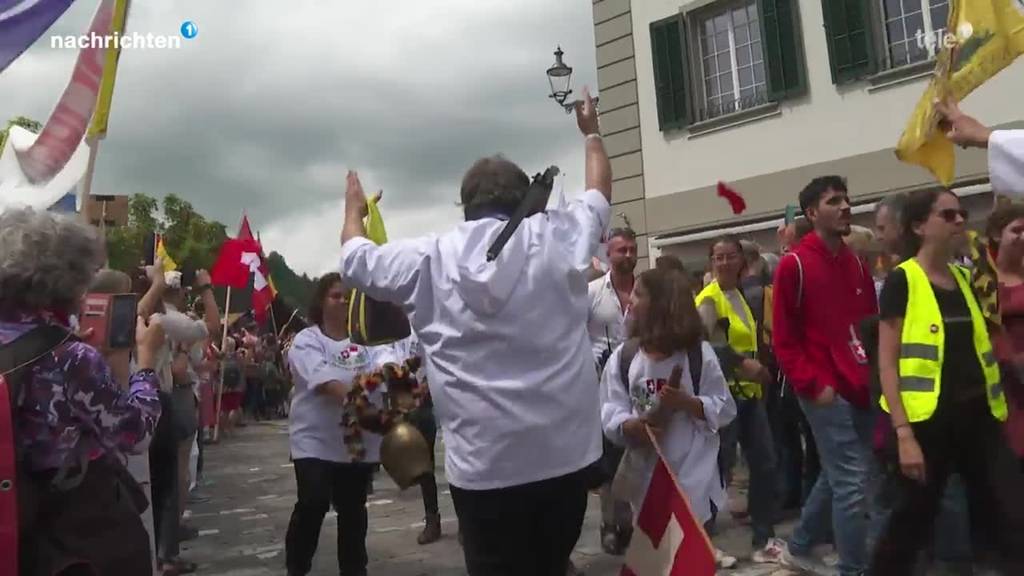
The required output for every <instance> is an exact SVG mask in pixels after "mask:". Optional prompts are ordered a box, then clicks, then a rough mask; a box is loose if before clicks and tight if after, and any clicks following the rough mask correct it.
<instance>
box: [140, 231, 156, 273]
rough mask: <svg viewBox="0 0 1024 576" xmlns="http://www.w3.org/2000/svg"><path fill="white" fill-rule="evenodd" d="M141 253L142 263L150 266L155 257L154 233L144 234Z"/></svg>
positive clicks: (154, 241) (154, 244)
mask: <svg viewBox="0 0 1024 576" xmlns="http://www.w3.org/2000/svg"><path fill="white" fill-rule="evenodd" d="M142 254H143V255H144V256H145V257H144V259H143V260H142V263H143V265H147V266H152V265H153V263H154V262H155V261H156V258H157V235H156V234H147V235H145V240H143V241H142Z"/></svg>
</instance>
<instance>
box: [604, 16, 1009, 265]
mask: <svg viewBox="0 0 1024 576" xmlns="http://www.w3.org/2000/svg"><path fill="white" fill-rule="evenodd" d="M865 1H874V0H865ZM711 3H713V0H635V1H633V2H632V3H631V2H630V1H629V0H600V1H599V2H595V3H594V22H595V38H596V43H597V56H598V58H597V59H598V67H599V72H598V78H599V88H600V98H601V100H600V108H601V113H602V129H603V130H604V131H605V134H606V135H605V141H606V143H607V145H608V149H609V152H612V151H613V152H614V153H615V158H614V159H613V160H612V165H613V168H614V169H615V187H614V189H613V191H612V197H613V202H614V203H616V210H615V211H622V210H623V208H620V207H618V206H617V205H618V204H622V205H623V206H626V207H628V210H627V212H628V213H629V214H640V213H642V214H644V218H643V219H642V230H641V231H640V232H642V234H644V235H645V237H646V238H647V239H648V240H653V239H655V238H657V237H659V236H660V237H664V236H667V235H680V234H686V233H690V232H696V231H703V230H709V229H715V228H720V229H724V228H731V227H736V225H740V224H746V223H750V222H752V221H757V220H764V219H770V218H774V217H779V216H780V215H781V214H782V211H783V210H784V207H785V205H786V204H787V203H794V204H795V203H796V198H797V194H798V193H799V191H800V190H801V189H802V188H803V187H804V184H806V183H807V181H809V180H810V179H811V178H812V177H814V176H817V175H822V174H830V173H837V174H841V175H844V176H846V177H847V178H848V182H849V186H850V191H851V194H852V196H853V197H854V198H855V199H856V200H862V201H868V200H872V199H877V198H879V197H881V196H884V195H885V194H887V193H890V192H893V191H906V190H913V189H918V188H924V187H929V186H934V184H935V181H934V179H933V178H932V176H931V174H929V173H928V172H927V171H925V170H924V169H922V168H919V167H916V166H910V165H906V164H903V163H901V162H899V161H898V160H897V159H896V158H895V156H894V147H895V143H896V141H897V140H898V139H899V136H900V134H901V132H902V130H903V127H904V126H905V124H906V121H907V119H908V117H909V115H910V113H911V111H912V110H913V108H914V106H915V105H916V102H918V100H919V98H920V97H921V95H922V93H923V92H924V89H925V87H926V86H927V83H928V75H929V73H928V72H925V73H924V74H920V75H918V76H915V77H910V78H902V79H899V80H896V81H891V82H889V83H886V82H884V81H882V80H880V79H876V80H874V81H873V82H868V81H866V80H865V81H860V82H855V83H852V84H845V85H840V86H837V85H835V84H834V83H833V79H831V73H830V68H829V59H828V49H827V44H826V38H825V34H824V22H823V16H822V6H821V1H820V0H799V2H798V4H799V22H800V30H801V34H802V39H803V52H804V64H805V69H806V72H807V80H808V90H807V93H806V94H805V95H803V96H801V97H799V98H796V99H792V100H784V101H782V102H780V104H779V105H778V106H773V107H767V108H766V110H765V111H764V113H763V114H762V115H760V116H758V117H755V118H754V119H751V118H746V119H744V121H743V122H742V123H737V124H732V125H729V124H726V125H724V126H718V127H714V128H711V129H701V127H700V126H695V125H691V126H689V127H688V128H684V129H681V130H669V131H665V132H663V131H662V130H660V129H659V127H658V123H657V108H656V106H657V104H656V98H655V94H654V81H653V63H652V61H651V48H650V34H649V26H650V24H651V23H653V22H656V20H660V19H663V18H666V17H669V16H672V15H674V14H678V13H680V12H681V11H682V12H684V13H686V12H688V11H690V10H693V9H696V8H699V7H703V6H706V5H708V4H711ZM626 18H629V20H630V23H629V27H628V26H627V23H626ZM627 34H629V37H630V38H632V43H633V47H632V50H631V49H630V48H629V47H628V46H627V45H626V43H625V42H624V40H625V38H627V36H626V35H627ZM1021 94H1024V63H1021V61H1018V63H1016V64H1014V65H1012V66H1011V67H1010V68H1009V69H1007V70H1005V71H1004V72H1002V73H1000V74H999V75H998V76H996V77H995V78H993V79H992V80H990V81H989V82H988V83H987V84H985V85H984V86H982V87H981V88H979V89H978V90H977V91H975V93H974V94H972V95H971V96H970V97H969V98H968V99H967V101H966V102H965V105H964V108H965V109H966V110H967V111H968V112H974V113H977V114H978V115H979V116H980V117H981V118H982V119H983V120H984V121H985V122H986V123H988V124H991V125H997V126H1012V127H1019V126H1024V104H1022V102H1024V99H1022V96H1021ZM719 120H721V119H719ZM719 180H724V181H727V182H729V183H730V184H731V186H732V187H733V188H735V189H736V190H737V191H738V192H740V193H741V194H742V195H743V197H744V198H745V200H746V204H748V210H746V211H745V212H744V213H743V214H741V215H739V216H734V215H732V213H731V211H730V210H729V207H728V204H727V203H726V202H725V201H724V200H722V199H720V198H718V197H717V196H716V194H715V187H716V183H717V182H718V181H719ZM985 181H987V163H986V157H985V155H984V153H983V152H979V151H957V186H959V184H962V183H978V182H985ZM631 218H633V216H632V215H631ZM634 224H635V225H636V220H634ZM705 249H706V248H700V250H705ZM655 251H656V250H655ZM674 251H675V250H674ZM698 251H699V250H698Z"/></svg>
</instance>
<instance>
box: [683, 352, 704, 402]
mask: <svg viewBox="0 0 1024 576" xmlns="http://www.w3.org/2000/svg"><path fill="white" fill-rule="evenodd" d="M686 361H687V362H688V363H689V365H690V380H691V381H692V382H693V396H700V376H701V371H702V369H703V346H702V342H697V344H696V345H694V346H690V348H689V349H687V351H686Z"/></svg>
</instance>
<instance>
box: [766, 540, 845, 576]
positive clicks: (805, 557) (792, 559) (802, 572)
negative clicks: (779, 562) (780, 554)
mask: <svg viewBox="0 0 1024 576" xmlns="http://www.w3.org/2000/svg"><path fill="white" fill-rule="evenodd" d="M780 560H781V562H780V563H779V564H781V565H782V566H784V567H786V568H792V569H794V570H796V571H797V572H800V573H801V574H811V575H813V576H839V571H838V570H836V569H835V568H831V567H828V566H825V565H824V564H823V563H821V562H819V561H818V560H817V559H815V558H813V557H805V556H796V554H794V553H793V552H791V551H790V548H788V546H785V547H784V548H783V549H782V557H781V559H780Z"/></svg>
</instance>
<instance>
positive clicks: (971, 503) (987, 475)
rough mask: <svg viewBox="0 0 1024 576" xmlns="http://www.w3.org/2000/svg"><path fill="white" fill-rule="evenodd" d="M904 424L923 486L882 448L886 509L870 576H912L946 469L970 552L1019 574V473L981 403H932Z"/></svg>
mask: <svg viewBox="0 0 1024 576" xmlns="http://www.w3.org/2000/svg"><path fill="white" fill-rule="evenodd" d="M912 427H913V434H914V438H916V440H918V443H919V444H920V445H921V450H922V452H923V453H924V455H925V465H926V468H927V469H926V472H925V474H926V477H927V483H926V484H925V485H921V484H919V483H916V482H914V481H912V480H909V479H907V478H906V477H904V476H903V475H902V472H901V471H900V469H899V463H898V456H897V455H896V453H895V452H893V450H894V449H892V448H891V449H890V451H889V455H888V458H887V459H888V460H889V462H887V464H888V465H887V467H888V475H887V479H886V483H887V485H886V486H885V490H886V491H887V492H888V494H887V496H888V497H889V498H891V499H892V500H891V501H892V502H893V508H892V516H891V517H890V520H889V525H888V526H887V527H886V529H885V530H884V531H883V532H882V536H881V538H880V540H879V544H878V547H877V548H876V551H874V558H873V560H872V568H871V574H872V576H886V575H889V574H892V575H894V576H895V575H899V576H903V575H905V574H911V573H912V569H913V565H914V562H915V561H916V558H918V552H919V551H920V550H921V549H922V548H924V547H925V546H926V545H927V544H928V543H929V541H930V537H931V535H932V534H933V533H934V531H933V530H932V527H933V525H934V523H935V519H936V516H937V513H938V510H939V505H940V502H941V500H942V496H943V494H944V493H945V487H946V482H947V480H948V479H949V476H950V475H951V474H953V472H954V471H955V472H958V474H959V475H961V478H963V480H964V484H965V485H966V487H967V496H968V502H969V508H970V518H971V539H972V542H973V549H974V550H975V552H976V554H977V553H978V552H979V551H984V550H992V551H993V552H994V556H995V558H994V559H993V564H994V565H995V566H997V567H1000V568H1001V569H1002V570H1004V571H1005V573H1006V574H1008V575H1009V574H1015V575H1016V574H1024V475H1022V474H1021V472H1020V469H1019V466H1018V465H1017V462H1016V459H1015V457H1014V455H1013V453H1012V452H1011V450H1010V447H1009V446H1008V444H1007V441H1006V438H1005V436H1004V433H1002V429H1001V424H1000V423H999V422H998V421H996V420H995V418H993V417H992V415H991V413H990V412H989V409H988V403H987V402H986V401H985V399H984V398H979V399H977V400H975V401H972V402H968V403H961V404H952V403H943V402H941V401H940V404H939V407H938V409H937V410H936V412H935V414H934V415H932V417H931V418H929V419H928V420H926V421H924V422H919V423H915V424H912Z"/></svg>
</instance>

──────────────────────────────

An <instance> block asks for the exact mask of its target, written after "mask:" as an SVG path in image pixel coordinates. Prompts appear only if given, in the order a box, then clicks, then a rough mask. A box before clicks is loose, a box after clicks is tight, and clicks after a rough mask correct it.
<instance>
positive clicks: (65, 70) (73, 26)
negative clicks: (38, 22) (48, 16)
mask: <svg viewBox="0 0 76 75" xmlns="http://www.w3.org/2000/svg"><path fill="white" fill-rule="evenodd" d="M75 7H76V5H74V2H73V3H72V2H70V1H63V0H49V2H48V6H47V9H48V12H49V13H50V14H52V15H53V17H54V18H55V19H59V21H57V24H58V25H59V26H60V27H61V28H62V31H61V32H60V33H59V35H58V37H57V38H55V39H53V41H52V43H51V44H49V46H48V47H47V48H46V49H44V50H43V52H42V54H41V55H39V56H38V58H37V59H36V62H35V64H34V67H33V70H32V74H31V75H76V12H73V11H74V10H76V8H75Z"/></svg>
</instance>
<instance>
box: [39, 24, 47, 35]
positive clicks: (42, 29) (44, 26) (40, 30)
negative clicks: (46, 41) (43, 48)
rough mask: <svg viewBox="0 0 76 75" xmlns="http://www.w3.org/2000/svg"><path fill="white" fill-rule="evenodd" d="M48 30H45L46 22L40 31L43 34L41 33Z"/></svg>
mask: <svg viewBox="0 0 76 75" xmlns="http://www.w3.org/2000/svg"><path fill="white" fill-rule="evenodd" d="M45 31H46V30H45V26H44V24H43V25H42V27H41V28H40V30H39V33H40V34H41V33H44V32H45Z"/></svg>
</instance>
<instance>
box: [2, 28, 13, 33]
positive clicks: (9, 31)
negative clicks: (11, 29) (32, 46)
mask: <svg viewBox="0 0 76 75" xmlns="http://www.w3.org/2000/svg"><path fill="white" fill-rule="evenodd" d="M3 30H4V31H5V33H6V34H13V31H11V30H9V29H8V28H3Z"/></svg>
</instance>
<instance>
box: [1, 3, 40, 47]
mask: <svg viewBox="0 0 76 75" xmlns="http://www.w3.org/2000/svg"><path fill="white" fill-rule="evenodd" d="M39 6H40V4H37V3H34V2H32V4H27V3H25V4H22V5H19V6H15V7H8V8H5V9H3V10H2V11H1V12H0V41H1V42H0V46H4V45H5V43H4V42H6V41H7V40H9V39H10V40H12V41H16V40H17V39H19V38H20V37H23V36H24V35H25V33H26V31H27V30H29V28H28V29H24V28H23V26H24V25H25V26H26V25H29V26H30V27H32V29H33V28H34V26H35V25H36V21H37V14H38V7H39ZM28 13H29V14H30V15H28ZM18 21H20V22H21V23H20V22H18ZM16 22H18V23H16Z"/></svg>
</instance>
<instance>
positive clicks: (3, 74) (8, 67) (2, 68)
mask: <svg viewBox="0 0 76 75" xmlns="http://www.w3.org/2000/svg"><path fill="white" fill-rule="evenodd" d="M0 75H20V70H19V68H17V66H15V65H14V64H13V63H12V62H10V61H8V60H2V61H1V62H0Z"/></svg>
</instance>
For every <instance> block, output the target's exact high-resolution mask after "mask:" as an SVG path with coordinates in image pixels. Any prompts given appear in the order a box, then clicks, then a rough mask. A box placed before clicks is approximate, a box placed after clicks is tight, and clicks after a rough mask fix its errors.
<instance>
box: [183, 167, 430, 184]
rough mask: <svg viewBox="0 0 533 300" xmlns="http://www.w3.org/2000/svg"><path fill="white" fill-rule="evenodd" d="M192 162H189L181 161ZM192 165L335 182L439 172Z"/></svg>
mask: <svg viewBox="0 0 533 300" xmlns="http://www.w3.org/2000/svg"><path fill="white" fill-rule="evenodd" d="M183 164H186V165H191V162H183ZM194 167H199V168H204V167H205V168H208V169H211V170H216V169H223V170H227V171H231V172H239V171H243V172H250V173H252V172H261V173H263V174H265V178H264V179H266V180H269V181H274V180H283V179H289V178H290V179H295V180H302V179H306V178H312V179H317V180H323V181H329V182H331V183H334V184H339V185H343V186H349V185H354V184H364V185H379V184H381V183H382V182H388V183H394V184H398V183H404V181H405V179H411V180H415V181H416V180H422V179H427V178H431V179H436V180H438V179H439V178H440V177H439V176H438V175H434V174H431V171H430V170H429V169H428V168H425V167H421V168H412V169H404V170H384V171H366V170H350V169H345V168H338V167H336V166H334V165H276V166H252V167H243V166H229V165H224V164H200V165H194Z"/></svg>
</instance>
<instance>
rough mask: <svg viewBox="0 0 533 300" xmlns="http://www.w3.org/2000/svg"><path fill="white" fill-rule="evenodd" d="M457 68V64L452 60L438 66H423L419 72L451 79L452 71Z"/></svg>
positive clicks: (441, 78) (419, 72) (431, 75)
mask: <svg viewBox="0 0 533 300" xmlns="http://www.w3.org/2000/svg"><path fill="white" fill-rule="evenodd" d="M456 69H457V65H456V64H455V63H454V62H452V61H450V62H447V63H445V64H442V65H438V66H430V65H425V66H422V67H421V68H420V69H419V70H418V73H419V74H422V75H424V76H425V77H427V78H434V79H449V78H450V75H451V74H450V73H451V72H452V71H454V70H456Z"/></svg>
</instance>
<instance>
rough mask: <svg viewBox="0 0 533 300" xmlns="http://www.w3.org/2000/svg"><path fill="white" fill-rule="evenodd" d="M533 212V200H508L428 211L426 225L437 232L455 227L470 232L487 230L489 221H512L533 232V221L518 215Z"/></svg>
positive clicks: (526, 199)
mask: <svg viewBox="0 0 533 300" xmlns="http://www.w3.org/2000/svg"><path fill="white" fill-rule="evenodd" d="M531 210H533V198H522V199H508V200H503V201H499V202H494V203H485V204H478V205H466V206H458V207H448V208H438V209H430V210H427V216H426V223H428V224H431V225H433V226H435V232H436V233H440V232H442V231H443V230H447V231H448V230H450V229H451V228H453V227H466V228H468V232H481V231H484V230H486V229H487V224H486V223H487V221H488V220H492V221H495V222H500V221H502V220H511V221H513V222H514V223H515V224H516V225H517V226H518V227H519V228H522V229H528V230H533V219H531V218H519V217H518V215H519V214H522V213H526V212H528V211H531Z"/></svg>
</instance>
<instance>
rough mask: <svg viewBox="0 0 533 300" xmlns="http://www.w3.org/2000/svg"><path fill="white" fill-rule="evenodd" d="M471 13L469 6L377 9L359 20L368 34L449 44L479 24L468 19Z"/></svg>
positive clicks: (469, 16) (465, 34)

──────────────────────────────

▸ Work to complete: Please convert everything from the line containing "The required output" down to the line containing "box: [140, 231, 156, 273]" into a Markdown table with the columns Row and Line text, skipping any blank lines.

▸ The completed task:
| Row | Line text |
|---|---|
| 1 | The required output for every <instance> is an exact SVG mask in pixels after "mask:". Optional prompts are ordered a box, then clicks, then a rough mask; a box is loose if before clicks and tight if after, and any clicks following the rough mask correct it. |
| 2 | <instance> |
| 3 | box: [140, 231, 156, 273] |